> _DIRECTIONS FOR THIS TASK_:
Quote precisely the final stretch of the listing: start at the line containing "Note to the class: point out the wooden" and stop after the last line.

> _SUPPLIED MATERIAL_:
============

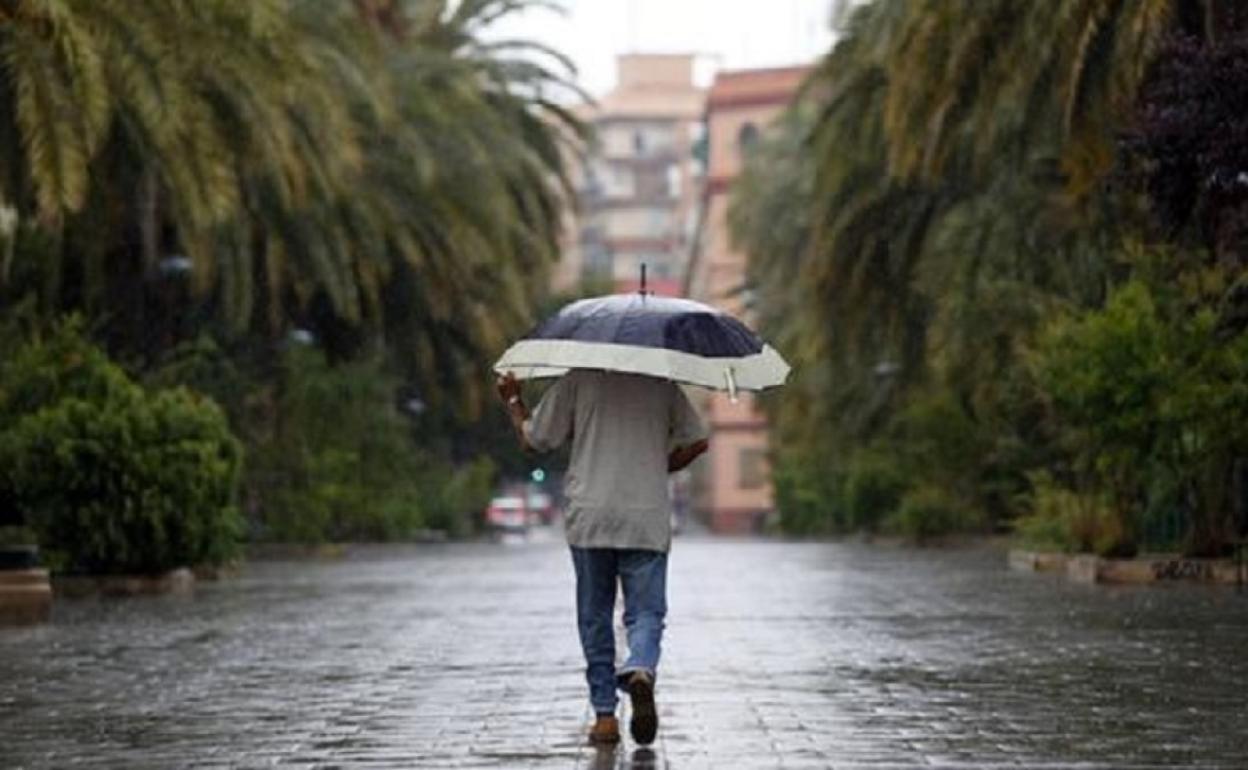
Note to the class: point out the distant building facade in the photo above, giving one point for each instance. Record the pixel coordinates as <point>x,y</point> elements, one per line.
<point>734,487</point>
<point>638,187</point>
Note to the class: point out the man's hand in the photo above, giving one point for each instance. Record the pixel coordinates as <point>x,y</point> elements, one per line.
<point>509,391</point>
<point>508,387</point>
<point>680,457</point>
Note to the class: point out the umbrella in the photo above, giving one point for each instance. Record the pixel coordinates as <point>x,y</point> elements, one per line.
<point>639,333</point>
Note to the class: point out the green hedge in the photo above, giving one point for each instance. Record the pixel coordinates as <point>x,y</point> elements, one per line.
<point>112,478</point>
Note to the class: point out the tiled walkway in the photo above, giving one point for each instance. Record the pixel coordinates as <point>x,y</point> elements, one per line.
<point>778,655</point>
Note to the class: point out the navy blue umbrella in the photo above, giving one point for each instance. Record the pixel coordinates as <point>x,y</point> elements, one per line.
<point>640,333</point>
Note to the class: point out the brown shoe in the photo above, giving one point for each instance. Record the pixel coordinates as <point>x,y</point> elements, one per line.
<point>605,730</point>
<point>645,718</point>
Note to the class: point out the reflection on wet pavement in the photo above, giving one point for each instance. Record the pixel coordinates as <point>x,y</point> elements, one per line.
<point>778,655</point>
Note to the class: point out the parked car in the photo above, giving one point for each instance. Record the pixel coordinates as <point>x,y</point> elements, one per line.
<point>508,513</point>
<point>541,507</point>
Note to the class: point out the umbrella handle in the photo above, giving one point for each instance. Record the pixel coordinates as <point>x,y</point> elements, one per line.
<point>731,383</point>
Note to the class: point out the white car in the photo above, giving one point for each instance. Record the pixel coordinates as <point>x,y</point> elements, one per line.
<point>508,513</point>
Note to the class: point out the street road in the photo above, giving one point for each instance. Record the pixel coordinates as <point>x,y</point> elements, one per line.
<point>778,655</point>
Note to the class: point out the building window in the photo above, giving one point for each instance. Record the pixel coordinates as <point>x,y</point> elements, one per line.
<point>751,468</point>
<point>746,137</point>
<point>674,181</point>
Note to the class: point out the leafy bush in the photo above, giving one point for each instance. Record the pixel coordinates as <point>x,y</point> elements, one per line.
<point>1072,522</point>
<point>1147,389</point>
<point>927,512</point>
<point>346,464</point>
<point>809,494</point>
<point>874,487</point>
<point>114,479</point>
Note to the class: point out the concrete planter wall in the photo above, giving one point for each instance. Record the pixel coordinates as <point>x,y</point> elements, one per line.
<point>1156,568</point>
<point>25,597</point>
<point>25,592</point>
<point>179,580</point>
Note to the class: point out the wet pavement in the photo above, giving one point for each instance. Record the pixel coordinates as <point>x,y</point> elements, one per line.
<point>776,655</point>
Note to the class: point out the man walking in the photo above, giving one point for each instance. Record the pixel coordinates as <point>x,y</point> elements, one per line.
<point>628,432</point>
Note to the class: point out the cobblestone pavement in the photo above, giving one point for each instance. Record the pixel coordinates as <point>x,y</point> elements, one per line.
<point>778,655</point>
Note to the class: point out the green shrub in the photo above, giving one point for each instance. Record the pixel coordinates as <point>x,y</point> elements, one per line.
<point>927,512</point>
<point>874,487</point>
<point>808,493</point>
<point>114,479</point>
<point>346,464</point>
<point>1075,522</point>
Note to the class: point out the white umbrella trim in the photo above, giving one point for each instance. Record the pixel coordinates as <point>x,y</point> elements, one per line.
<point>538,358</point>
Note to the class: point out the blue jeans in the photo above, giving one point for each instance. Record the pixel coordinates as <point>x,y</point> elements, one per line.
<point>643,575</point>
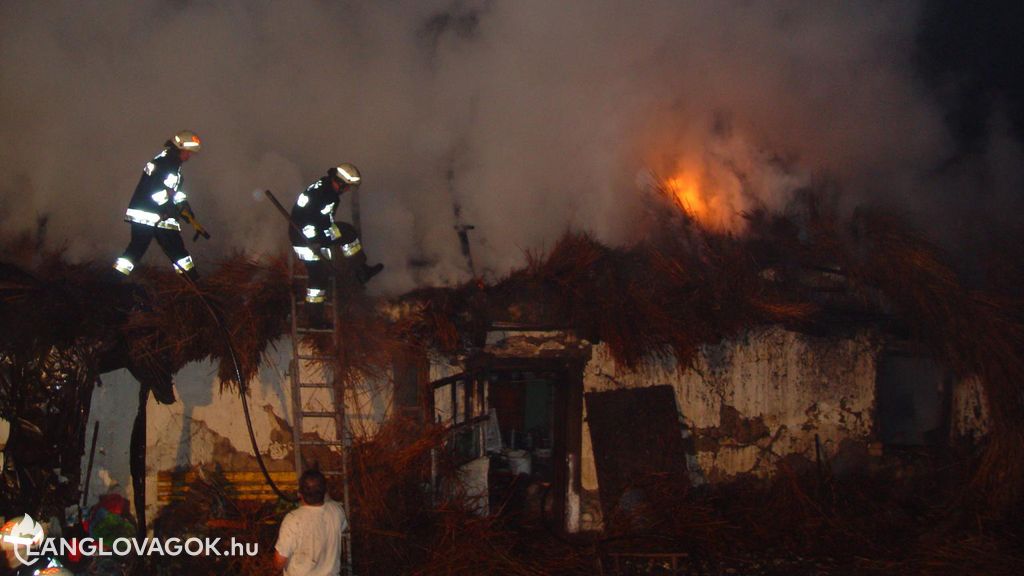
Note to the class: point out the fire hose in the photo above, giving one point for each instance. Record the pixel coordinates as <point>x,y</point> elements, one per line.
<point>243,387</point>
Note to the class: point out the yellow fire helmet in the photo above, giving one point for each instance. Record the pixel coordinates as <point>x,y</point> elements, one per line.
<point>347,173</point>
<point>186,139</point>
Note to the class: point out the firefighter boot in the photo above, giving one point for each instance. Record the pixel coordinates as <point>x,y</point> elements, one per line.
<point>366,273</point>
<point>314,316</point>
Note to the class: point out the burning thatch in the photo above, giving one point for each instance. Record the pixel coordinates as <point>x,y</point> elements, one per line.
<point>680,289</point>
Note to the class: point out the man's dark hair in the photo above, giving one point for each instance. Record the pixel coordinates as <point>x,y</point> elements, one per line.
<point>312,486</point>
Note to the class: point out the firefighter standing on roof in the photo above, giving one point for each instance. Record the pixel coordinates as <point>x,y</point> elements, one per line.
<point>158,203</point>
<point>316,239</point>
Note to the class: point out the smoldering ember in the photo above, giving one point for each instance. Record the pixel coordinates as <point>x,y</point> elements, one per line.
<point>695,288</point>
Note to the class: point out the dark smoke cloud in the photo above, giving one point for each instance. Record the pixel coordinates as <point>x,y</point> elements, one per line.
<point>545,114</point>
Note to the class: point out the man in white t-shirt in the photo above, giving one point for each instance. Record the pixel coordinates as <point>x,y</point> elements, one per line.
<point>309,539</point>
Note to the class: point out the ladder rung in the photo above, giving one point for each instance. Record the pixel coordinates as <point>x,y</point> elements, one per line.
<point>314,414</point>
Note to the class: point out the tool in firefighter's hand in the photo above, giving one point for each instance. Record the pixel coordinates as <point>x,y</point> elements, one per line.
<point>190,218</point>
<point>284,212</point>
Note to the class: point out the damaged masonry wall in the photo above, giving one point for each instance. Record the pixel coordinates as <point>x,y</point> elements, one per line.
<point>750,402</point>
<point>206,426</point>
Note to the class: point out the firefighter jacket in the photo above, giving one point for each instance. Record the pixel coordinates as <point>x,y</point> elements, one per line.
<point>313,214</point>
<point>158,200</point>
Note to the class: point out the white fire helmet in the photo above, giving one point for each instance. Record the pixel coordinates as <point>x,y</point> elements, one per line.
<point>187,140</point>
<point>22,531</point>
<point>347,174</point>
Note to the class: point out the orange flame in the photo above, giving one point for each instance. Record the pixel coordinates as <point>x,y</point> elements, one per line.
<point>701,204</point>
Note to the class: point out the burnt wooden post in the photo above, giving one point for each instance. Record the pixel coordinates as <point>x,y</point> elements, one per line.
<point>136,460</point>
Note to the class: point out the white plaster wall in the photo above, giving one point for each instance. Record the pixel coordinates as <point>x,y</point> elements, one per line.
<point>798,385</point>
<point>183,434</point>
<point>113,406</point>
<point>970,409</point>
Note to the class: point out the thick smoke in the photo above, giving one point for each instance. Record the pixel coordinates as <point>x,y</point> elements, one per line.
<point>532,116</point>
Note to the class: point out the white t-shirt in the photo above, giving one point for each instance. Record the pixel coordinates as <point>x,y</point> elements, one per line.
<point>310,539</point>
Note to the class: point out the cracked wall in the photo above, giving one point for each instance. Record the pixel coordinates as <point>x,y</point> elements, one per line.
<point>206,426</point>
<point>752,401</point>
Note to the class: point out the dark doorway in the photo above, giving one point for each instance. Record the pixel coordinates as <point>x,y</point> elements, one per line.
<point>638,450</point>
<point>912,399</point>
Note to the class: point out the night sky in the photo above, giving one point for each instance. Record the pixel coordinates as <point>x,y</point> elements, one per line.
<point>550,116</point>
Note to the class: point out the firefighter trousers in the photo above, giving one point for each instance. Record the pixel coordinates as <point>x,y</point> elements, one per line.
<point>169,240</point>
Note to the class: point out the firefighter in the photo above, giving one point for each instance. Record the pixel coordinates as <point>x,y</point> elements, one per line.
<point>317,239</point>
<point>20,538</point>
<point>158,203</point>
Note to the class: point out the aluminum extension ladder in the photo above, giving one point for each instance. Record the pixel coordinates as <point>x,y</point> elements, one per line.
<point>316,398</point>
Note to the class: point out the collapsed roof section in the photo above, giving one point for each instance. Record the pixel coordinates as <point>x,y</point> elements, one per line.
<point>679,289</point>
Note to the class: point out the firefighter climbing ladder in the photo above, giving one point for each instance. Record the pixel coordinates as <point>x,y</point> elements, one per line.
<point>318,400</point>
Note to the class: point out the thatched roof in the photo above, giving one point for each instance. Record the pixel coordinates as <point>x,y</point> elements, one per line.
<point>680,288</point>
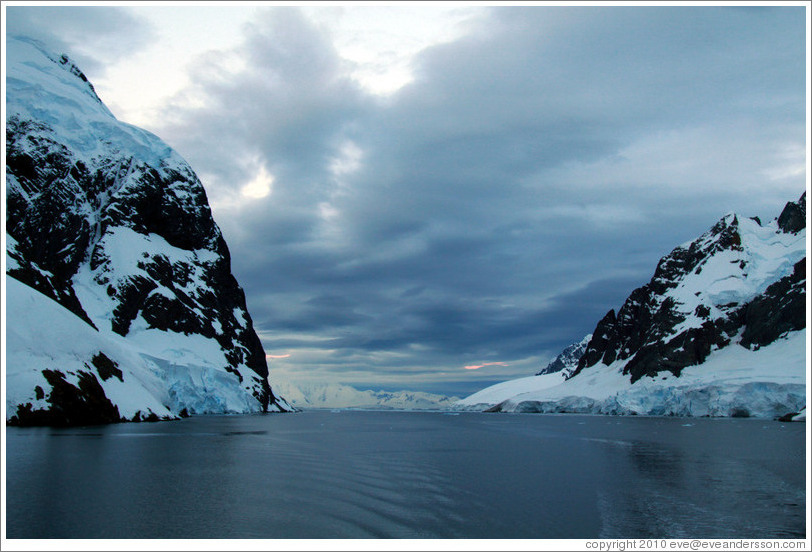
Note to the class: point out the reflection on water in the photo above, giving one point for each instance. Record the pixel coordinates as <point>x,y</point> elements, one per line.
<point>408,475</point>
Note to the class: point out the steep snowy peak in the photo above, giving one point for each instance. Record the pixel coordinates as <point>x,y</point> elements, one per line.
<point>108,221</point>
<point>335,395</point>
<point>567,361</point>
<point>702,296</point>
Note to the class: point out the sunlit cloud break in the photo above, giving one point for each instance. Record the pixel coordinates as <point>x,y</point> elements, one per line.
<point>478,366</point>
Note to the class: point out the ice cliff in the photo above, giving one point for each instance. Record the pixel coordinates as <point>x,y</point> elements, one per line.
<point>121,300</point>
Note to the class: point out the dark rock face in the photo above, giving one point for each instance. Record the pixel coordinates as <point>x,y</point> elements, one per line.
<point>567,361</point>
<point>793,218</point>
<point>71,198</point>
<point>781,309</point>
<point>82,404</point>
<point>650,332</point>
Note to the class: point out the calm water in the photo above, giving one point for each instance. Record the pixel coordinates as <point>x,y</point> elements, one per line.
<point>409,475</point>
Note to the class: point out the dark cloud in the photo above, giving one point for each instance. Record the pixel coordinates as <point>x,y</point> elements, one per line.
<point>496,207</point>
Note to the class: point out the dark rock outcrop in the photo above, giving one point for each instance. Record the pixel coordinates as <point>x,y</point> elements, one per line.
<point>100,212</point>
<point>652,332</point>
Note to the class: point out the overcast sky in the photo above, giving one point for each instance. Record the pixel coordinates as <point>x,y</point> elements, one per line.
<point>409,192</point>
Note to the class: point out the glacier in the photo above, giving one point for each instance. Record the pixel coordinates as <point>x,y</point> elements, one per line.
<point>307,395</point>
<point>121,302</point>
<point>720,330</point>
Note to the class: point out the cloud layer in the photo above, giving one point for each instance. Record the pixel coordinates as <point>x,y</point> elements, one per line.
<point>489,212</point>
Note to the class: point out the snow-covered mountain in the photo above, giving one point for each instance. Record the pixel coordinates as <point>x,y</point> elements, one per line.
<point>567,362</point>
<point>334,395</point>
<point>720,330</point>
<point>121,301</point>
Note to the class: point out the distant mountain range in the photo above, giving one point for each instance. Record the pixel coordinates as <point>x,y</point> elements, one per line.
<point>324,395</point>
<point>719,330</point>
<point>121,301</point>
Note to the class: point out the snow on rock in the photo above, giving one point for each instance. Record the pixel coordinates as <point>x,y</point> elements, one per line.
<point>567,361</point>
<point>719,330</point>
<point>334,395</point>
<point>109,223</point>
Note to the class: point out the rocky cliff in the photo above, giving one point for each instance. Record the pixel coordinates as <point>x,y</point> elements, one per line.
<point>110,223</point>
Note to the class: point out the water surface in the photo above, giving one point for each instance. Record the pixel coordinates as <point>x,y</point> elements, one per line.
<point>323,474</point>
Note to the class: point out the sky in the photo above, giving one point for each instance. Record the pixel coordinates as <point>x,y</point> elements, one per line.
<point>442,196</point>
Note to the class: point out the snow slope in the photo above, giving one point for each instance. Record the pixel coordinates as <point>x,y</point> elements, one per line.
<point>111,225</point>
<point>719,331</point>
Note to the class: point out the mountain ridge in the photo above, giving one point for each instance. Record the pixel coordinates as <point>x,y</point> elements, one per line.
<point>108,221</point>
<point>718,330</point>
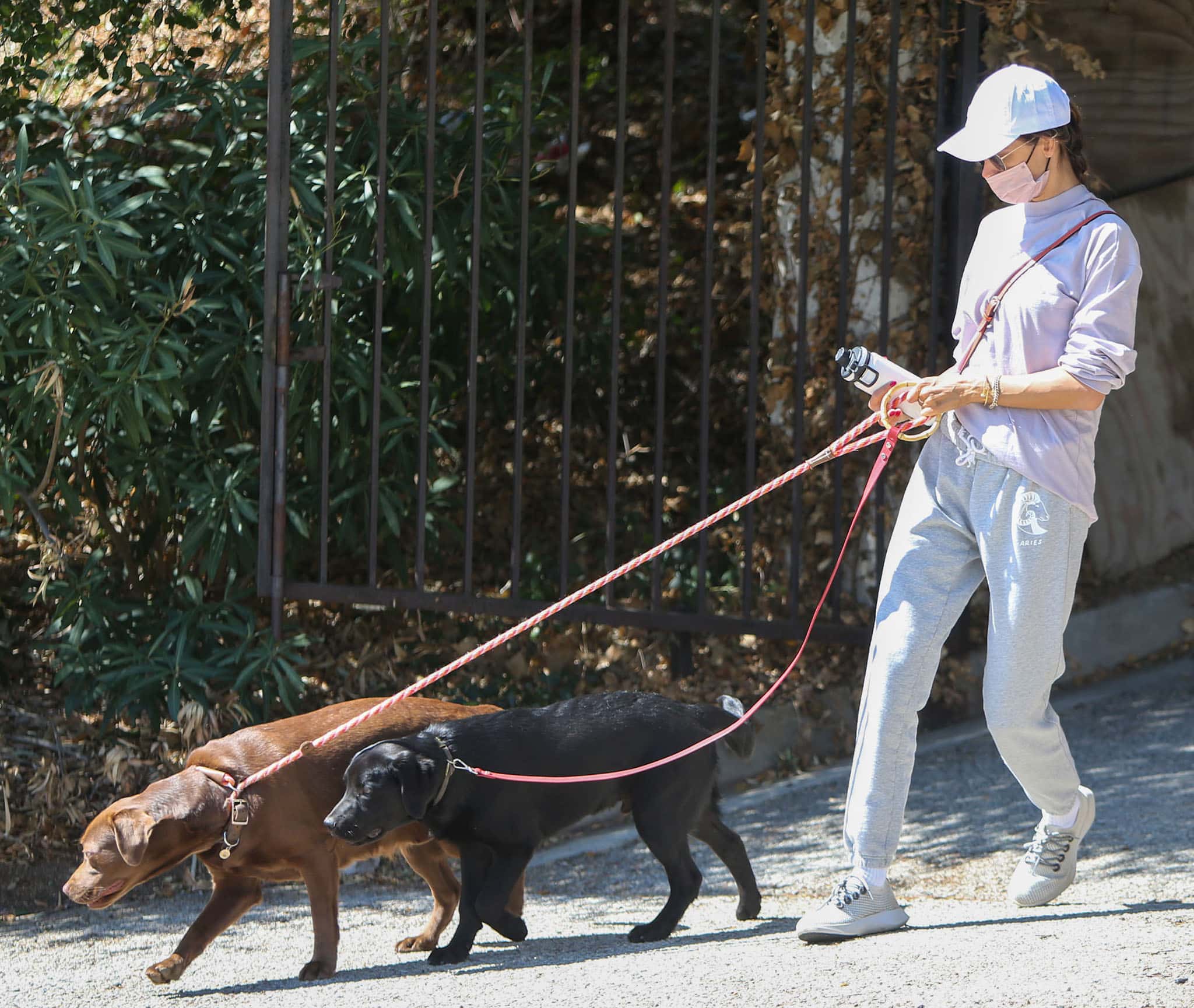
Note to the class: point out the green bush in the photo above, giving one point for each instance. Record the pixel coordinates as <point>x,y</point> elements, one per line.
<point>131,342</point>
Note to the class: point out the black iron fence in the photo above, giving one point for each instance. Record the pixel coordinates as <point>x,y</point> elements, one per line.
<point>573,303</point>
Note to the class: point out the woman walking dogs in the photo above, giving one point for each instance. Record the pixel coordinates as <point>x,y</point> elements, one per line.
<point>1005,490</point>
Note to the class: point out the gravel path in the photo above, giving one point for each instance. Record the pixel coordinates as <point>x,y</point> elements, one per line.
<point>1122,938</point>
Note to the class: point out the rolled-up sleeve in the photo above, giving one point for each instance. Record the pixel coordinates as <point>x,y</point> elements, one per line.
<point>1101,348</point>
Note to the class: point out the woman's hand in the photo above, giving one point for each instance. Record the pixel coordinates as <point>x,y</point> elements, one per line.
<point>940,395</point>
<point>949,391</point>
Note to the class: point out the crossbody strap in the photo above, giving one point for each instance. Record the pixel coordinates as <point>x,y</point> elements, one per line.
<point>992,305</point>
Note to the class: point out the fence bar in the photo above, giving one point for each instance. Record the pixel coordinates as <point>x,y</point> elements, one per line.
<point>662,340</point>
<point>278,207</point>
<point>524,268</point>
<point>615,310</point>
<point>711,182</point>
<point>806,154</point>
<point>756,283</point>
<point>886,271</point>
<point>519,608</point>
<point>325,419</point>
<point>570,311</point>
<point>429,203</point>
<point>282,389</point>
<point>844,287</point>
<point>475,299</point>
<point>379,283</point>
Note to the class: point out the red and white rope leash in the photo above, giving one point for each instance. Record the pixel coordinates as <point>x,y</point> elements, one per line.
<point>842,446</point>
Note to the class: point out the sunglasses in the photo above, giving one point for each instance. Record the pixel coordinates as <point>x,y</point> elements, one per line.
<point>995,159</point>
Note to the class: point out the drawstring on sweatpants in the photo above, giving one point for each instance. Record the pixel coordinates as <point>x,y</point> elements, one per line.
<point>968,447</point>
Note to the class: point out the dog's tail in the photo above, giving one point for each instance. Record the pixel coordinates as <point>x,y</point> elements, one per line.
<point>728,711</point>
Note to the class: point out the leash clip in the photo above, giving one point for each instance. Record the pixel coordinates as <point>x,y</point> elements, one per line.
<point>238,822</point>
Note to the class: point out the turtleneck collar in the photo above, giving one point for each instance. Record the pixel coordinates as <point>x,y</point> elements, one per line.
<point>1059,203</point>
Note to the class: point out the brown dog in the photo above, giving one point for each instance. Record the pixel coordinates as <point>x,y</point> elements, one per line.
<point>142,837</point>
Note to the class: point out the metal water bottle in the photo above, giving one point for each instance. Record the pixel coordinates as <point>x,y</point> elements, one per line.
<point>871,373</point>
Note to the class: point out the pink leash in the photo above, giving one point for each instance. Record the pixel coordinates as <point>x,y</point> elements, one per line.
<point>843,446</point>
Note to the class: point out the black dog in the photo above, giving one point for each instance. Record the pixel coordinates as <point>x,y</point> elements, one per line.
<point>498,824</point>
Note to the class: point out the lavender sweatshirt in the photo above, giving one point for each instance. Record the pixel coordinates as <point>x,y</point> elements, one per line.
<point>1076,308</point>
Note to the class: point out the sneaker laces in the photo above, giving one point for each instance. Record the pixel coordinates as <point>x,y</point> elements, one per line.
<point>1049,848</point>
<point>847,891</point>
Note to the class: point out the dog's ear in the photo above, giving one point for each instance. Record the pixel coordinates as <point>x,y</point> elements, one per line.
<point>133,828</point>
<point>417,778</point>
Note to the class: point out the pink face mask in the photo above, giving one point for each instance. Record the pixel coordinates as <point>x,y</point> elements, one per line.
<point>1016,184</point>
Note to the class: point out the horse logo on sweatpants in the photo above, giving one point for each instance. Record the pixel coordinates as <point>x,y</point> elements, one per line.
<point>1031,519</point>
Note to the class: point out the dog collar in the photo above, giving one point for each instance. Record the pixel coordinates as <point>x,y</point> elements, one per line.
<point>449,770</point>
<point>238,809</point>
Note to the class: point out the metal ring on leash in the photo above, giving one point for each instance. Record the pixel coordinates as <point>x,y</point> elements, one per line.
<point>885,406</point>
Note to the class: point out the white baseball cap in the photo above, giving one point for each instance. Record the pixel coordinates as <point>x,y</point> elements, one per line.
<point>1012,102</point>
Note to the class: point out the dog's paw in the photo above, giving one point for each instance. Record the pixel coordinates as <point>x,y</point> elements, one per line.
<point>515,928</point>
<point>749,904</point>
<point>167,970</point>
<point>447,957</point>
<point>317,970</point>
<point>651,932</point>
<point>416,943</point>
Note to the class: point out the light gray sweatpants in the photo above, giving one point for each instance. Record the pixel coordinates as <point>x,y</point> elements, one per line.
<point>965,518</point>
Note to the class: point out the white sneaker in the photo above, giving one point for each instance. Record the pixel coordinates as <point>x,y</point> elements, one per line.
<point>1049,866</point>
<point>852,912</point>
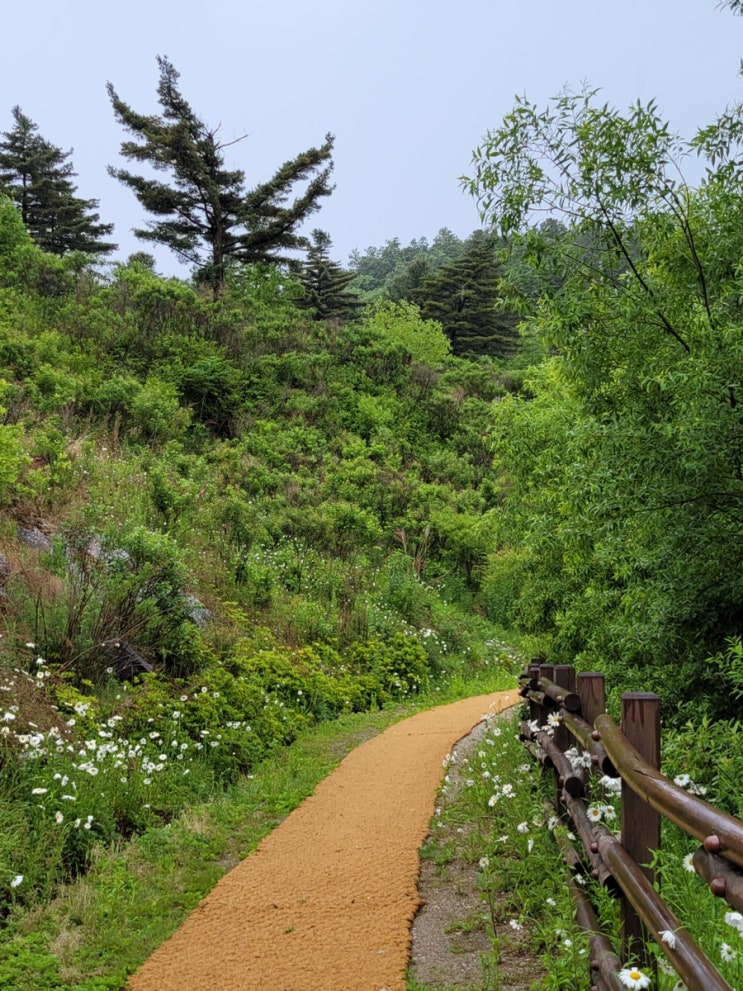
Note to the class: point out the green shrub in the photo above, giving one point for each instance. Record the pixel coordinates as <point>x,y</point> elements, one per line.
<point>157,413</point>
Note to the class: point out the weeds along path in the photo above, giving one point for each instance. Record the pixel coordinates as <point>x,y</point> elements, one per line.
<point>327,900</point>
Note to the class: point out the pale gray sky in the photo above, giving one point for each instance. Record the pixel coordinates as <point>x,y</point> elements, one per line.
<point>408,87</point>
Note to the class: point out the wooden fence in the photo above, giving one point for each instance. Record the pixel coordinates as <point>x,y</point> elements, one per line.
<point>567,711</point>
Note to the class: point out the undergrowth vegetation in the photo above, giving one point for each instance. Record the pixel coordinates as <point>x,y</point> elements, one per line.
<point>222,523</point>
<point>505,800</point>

============

> _ANSWER TO THE TASK_:
Note to the class: point out the wooden fence in the photo above, giving one point for each instance. Record the pixel coordinates as <point>x,y</point> elements, one per line.
<point>567,711</point>
Note to the class: point out the undergrowth vegetation in the photo above, giving one point for each instance. Record the pixel coordinates as <point>x,y</point> elements, one per line.
<point>222,523</point>
<point>505,800</point>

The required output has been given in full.